### Given instruction
Gather every line of the records below that contains the word "umbrella", and copy each one.

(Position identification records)
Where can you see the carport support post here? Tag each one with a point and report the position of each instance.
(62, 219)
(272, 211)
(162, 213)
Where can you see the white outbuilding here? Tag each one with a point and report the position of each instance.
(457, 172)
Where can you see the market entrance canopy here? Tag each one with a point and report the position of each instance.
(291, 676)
---
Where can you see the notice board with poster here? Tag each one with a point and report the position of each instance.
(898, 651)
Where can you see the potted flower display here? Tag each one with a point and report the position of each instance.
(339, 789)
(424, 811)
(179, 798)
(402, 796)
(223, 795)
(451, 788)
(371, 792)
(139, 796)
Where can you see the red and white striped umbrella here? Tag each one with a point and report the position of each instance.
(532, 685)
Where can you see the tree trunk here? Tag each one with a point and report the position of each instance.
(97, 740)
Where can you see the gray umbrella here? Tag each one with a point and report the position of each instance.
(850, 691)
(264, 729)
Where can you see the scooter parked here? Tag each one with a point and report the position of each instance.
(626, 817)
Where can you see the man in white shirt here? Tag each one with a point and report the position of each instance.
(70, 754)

### Task response
Where can you see the red and white striped umbrella here? Tag each one with a point and report the position of each instance.
Where can you see the gray umbrella here? Tag each one with a point and report the position of each instance.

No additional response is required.